- Apply what you read:
[1] Answer these questions using the post on mapping bisulphite converted sequence below:
(a) After sodium bisulphite treatment, what base do modified cytosines pair with when copied?
(b) Which cytosines are left unmodified by bisulphite?
(c) Which two programs does the post name for matching converted sequence to a reference?
[2] Summarize the post on mapping bisulphite converted sequence in two sentences.
[3] According to the post on mapping bisulphite converted sequence, why does counting methylated and unmethylated reads tend to bias results toward methylated sequences? Answer in two or three sentences.

Top of Selected extract

Archive for August, 2009

Mapping Bisulphite Converted Sequence

Thursday, August 27th, 2009

I’ve been thinking lately about the best way to construct a mapping pipline for large sequence datasets which have been bisulphite converted.

Bisulphite conversion is mostly used to detect DNA methylation, although other uses are also being found.  The basic principle is that treating DNA with sodium bisulphite modifies cytosine bases such that when they are copied they pair with adenine instead of guanine.  Effectively all Cs are converted to Ts.  The exception is if the Cytosinse is methyated in which case it is not modified by bisulphite.

By comparing a bisulphite converted sequence to a known reference you can therefore tell which cytosines were methylated.

The problem is that in order to search a converted sequence to a reference you need a specialised search program which understands the changes introduced by the conversion and is still able to match these to the reference in their converted form.

There are a few programs available which allow you to do this such as BSMap or mrsFast.  These provide custom aligners which can match fully or partially converted sequence to a reference, but they can still leave a number of problems.

The main problem is that many types of experiment rely on being able to count the number of times a particular region is observed as methylated and unmethylated and using the ratio of the two to infer the overall methylation status.  The problem with doing this is that if your sequence is methylated it will still contain Cs, and therefore has more information than the converted form.  In many cases this means that the unconverted form is uniquely mappable within the genome, but the converted form isn’t.  In these cases you will bias your results in favour of the methylated sequences.

Bottom of Selected extract
Top of Provided material

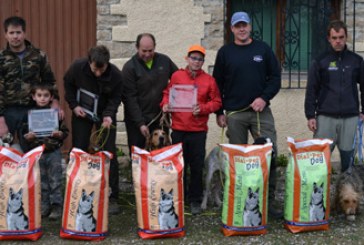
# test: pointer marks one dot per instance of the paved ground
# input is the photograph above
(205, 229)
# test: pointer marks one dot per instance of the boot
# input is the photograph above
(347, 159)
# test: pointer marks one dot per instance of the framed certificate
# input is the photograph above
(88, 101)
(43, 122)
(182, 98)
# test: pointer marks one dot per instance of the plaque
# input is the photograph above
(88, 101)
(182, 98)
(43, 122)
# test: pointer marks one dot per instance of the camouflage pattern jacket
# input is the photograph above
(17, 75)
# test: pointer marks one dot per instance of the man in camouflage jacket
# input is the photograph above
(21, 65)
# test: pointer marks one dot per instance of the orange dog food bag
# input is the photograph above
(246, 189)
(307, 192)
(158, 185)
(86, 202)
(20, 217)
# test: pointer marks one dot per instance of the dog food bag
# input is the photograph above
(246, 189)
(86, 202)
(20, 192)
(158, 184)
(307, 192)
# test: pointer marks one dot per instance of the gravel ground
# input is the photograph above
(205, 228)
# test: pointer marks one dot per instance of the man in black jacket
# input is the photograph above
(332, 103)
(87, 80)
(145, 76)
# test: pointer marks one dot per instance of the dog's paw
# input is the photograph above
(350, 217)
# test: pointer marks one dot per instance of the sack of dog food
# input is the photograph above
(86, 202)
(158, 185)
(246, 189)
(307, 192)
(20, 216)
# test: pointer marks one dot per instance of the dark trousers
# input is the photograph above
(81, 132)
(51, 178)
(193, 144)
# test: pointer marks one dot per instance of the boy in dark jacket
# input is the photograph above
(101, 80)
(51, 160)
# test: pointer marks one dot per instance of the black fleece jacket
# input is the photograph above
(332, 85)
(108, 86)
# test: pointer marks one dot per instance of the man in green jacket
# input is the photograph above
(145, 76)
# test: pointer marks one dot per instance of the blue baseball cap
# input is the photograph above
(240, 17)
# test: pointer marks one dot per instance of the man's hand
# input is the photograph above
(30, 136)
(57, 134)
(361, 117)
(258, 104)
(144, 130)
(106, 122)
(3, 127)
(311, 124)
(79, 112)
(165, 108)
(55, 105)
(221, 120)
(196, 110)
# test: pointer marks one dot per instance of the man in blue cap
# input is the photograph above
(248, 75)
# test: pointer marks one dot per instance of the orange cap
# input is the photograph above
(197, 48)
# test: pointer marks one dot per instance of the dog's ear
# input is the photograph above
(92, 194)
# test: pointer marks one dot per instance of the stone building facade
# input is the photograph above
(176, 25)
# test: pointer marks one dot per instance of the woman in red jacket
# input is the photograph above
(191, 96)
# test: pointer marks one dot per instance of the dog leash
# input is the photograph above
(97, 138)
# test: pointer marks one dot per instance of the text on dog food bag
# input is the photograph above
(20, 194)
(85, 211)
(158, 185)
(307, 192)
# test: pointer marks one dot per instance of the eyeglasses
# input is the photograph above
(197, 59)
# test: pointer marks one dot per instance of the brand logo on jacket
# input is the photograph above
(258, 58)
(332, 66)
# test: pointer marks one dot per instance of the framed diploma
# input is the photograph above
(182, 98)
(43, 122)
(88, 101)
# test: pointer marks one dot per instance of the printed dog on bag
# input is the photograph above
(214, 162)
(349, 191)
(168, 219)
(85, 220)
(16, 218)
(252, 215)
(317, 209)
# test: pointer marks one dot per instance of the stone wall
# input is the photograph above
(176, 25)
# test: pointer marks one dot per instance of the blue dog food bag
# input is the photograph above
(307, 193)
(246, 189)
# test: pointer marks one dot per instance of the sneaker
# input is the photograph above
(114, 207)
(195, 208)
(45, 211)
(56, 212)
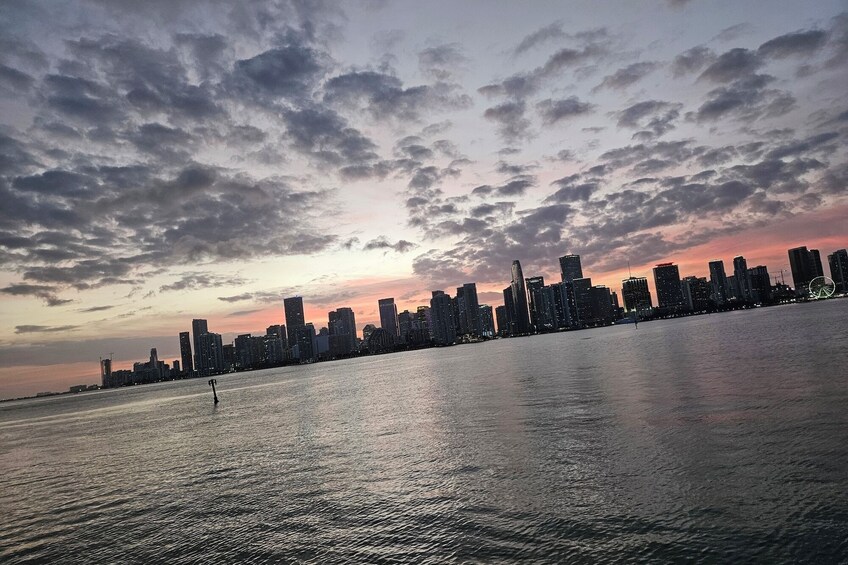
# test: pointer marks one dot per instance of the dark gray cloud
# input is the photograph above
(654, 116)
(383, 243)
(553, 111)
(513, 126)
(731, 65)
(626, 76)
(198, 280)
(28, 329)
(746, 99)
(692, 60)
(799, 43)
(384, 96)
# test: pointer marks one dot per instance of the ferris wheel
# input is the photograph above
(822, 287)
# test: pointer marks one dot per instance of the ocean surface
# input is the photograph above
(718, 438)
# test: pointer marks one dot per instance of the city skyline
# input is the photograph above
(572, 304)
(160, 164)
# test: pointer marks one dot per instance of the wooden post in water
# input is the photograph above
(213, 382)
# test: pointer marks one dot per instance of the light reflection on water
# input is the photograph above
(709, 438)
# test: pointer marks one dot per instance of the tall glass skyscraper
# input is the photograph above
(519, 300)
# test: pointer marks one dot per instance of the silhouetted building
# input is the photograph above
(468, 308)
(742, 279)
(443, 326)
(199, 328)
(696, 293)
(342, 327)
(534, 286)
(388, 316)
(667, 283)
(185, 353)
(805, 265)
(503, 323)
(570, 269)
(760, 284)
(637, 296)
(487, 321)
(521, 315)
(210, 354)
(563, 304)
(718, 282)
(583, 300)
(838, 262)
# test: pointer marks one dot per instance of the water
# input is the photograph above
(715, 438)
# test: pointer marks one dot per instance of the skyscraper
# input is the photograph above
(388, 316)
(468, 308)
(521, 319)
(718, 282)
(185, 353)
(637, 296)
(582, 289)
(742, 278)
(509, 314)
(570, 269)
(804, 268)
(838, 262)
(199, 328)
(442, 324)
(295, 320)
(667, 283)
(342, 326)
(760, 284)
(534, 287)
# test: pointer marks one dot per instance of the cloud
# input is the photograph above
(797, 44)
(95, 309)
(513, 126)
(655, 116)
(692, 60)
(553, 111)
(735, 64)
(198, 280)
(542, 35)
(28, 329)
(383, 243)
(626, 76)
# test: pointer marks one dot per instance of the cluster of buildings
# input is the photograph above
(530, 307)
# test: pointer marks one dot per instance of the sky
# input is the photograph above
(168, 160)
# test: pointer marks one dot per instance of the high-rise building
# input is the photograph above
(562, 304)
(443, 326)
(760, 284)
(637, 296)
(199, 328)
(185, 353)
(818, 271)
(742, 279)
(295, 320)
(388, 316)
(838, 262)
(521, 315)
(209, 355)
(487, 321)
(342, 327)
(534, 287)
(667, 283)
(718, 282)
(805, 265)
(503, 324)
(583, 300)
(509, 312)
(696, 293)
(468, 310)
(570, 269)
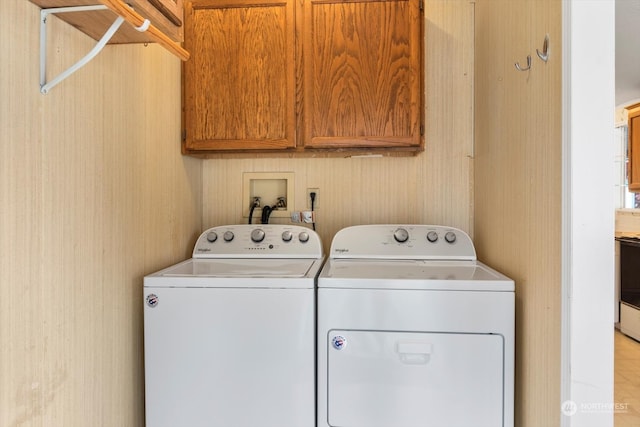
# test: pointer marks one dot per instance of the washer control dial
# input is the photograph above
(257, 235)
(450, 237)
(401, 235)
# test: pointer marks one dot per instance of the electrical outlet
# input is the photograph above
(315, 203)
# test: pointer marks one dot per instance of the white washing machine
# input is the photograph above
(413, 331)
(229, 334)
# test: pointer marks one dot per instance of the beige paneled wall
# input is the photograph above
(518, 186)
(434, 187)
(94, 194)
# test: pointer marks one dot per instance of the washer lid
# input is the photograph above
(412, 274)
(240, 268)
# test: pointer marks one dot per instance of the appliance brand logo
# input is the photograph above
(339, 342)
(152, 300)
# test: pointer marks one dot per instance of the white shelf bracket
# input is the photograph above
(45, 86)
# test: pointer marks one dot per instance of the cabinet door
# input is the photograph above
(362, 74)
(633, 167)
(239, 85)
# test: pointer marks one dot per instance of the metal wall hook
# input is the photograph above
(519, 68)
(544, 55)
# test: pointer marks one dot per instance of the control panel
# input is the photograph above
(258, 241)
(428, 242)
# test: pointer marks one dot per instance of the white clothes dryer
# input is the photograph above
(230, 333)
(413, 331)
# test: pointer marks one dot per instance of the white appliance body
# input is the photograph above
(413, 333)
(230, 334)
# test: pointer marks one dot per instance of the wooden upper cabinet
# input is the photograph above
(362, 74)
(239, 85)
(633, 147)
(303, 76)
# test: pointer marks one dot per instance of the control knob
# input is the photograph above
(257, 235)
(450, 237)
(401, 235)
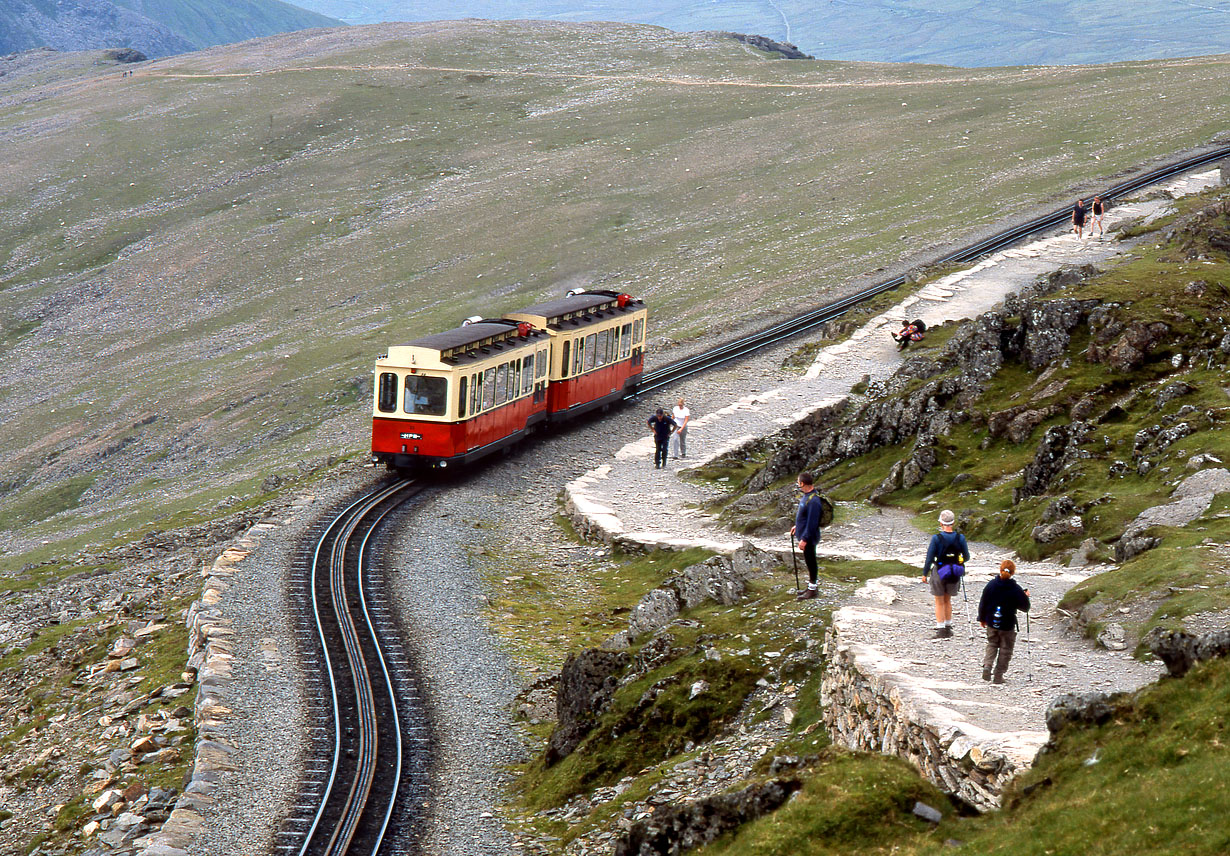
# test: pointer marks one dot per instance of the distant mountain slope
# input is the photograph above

Bottom of Provided material

- Answers for the exercise:
[1]
(a) Adenine, instead of guanine.
(b) Methylated cytosines.
(c) BSMap and mrsFast.

[2] Bisulphite treatment converts unmethylated cytosines to thymines and leaves methylated ones unchanged, so comparing converted sequence to a known reference shows which cytosines were methylated. Doing this requires specialized aligners such as BSMap or mrsFast, but these still leave problems, chiefly that methylated sequence keeps its Cs and may map uniquely where converted sequence does not, which biases methylation ratios.

[3] A methylated sequence still contains Cs, so it carries more information than its converted form. As a result, the unconverted form is often uniquely mappable within the genome while the converted form is not. Methylated sequences therefore get counted where unmethylated ones cannot be placed, which skews the ratio.